* [WHAT IS BEING ASKED] Provide the number of lines in the entries below containing "building", with no further words.

* [DATA RECORDS]
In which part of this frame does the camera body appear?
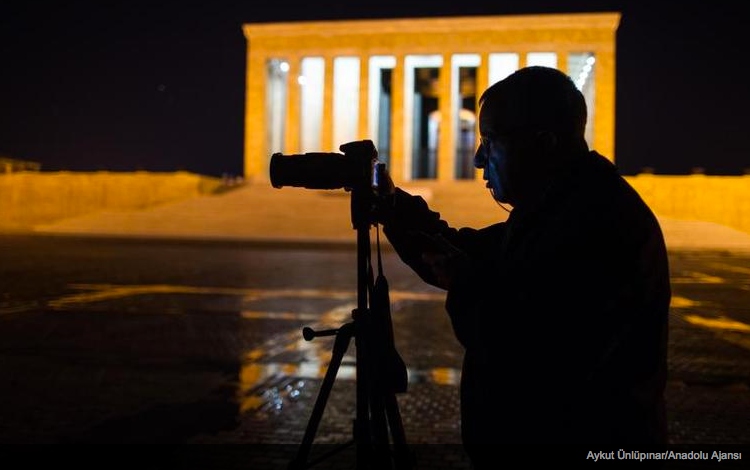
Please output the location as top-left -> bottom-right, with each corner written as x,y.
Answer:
270,140 -> 383,191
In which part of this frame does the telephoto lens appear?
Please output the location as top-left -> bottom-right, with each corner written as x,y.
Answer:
270,152 -> 364,190
270,140 -> 379,190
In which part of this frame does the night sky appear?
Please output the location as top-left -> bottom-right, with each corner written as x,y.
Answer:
1,0 -> 747,176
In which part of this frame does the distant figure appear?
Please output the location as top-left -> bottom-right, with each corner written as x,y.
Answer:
376,67 -> 670,464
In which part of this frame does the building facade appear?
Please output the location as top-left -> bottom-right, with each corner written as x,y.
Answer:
243,13 -> 620,182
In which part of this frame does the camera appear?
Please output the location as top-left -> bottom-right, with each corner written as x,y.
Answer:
270,140 -> 384,191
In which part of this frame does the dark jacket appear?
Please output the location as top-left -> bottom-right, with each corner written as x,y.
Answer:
382,151 -> 670,455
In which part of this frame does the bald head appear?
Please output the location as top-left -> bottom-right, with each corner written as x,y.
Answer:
478,66 -> 587,151
474,67 -> 591,208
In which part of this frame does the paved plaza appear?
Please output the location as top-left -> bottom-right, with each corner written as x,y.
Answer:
0,235 -> 748,467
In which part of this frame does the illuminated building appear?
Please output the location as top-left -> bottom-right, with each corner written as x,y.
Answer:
243,13 -> 620,182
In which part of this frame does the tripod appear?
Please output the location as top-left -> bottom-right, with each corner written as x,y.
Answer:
287,182 -> 412,470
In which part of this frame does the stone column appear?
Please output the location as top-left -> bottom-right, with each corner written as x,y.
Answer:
475,52 -> 489,180
389,54 -> 405,182
557,51 -> 569,74
518,52 -> 527,69
594,46 -> 616,161
284,55 -> 300,155
322,55 -> 334,152
244,47 -> 266,180
358,55 -> 369,141
438,55 -> 454,181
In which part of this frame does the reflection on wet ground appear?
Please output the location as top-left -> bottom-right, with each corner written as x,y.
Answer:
41,282 -> 458,415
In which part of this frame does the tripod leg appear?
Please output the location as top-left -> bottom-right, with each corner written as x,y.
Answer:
385,393 -> 413,470
369,386 -> 393,469
288,323 -> 354,470
366,324 -> 394,468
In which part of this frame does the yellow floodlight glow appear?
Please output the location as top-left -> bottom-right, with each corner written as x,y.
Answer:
684,315 -> 750,333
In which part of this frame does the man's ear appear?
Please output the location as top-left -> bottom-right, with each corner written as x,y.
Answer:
535,131 -> 558,153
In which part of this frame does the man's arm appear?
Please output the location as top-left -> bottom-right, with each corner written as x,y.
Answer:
377,187 -> 505,290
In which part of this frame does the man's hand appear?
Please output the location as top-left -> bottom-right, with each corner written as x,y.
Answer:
376,166 -> 396,197
373,166 -> 397,224
408,230 -> 469,290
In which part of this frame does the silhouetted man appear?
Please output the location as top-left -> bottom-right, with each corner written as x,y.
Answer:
376,67 -> 670,463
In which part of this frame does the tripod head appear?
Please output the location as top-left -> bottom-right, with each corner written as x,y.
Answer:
270,139 -> 387,229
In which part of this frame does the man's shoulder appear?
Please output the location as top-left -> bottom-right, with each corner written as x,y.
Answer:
576,152 -> 656,219
550,152 -> 664,251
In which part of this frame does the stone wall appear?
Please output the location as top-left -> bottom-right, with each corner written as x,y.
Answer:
0,171 -> 221,230
1,171 -> 747,236
625,175 -> 750,234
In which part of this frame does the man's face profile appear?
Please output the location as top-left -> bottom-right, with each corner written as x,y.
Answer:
475,133 -> 512,204
475,105 -> 517,204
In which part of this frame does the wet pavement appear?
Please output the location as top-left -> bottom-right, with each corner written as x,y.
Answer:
1,235 -> 749,462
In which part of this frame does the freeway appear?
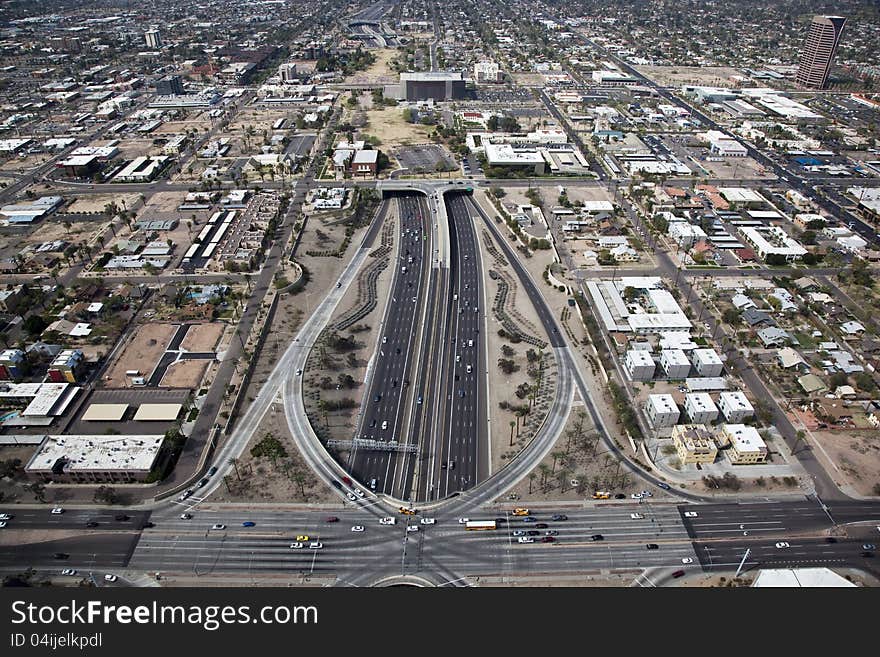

* [SOLUTION FOR THIS PROBLEM] 2